**PROBLEM REQUIREMENTS**
Write the next part of the forum thread on HDR photography, starting right after its last sentence.

**SELECTION**
☆ ☆ ☆ ☆ ☆ ☆ ☆

I know photoshop HDR is pretty difficult. I was searching around one day for some HDR help and i found some cool programs. 

Photomatix- it actually compresses all of your exposures automatically, and gives you freedom to select saturation, brightness, WB, and a whole slew of other things. It's pretty cool. 

The other program i would recomend for HDR is Aperture. I think it is a little easier to use than Pshop, but thats just me.


----------



## Joxby (Oct 31, 2007)

kalmkidd said:


> ya i think its horrible looking not sharp at all, contrast is way off. basically look at ur pic. then look at this. A REAL HDR.



The intention of HDR is to _accurately_ represent the wide range of intensity levels found in real scenes ranging from direct sunlight to the deepest shadows.

☆ ☆ ☆ ☆ ☆ ☆ ☆

Rows from a segmentation dataset:
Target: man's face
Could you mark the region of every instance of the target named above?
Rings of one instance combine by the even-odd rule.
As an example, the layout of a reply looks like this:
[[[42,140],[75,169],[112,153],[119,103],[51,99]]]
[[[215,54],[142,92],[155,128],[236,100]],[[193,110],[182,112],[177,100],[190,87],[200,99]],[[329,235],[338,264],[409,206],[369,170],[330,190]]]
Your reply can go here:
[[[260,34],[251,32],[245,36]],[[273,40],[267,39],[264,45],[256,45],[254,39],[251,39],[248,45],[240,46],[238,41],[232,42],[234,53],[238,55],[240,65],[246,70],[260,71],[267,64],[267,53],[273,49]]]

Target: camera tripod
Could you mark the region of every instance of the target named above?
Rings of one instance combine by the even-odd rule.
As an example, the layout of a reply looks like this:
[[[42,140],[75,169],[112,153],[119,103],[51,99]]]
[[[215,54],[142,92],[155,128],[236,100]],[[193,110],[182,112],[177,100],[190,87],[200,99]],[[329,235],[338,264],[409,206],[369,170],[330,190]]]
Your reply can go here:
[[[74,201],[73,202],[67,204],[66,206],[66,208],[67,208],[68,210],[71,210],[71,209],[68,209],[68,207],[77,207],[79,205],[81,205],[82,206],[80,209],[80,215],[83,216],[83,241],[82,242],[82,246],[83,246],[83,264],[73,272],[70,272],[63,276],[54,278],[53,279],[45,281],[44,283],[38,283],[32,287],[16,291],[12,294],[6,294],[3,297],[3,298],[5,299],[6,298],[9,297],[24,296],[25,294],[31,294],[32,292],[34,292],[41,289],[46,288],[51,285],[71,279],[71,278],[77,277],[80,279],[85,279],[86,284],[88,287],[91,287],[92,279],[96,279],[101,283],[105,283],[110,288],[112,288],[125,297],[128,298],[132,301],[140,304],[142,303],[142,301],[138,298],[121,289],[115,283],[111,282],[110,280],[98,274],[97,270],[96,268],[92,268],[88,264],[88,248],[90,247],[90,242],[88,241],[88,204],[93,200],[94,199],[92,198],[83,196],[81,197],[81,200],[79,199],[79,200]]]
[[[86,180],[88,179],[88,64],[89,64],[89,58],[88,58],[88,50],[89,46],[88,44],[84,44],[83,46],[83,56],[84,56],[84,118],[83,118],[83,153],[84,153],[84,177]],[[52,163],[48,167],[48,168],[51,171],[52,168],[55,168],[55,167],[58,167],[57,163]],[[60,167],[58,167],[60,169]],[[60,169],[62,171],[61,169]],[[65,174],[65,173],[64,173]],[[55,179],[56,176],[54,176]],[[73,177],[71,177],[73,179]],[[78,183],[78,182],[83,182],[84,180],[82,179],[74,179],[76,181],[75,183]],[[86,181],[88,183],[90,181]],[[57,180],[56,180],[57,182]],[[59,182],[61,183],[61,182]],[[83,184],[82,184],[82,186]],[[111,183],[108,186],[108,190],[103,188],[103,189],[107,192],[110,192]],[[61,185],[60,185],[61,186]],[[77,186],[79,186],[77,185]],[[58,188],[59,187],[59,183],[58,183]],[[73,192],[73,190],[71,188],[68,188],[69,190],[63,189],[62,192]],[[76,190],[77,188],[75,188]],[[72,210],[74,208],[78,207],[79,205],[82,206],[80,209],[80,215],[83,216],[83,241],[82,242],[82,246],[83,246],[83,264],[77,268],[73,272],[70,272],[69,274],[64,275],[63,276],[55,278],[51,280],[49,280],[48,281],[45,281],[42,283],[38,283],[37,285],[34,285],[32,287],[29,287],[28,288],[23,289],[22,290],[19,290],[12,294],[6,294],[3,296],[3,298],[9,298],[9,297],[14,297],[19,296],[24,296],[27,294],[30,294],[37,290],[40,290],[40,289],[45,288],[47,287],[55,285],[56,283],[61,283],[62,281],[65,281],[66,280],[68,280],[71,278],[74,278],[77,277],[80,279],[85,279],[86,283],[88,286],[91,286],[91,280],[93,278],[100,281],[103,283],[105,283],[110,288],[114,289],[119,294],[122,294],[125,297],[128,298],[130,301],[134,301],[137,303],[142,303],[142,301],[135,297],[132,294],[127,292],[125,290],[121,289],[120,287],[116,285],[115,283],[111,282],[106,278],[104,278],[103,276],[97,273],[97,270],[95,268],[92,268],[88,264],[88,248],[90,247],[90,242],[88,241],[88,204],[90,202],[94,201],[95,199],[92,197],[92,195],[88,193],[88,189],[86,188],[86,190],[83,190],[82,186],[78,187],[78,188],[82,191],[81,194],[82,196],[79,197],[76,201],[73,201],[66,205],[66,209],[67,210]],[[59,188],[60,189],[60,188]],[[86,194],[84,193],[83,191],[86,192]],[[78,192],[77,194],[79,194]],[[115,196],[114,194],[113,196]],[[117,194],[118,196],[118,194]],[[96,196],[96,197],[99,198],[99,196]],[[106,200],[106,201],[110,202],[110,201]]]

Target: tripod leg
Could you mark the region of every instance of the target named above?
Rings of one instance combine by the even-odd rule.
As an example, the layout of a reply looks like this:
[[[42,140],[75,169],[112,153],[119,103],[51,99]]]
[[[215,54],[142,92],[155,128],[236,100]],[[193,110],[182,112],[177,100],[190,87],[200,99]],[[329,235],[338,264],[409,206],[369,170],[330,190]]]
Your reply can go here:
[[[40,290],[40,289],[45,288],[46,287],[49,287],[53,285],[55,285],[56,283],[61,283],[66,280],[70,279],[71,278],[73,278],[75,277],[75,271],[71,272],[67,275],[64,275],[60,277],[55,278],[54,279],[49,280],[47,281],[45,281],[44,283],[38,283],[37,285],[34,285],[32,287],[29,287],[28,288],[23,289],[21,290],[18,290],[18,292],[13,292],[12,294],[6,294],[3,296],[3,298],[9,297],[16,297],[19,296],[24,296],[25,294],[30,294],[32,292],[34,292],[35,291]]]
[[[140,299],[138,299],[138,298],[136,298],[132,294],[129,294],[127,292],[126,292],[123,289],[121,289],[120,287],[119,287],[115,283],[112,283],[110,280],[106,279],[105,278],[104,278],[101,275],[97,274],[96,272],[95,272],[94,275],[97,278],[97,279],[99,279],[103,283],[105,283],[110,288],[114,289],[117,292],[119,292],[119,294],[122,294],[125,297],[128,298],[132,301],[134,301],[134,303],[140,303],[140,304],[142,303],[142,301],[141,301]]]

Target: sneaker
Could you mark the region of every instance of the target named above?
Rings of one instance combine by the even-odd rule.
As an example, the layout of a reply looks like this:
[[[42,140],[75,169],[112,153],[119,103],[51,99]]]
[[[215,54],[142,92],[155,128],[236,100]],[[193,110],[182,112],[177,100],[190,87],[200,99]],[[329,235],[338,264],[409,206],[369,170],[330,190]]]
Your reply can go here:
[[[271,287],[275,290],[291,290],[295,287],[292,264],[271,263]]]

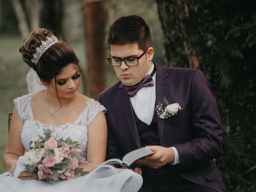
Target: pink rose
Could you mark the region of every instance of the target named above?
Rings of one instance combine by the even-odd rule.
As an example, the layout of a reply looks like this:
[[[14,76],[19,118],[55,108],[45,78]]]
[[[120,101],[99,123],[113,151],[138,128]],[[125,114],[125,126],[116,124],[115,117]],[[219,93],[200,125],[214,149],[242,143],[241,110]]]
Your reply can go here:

☆ ☆ ☆ ☆ ☆ ☆ ☆

**OUTPUT BELOW**
JHF Photography said:


> I believe the "fake" HDR that is being mentioned is the process of taking one image, generating 3 different exposures from it, and then using those 3 images for the tone mapping. The "proper" way to make an HDR is to physically take 3 photographs at different exposures and use those for the tone mapping.



Whats the difference between 3 seperate exposures, and 1 exposure shot in RAW and adjusted with exposure bias in a RAW editor.
That sounds like an argument....its meant to be a question I dont know the answer to..
I'm not deep in digital..


----------



## JHF Photography (Oct 31, 2007)

Joxby said:


> Whats the difference between 3 seperate exposures, and 1 exposure shot in RAW and adjusted with exposure bias in a RAW editor.
> That sounds like an argument....its meant to be a question I dont know the answer to..
> I'm not deep in digital..


 
That was in no way, shape or form meant to be an argument. If you look a little closer at my post, the terms "fake" and "proper" are in quotes; other peoples words, not mine. I am not implying that either are better than the other, I was merely taking a stab at deciphering what people were referring to as "fake" and "real", as LaFoto asked what they meant. I may be off on my interpretation, but this is what I gathered the OP was talking about.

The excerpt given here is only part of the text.